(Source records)
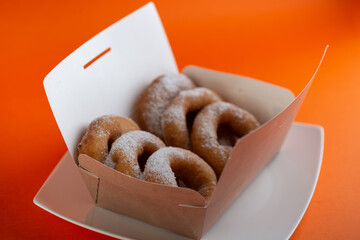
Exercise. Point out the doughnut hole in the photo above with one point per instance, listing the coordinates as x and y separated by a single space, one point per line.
226 136
142 159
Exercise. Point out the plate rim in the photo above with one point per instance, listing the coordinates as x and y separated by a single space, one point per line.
108 233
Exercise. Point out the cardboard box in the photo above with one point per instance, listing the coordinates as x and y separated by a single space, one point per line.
107 74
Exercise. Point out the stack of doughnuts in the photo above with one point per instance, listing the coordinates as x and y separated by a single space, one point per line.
179 142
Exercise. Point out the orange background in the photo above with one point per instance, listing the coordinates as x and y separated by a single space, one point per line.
277 41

▸ **SHORT EXERCISE**: Change every "Point out" in the rows above to "Mark" and leave everything else untouched. Write the rows out again without the pictures.

▸ **RESPONSE TO THE EXERCISE**:
Exercise. Mark the doughnut hole in the photo above with one point per instance, listing the coordinates as x and y separated by a single space, one point per line.
226 136
142 159
Exercise. Mark the plate rim in the photo above with one point per instance, listing the coordinates as x and y separated by a single space, one point per line.
108 233
Exercise. Mark the cardboard box in the photo above with one point per instance, listing the coordinates as x and y separated by a single space, one point per line.
107 74
Exercise. Mark the stack of doughnuts in the photo above with one point per instance, listing the coordinates as x and y separated by a single space, one point per line.
179 142
Exercise. Mark the orange background in the photo above with one point per instance, listing the coordinates as x and y separated by a single space, one point per line.
277 41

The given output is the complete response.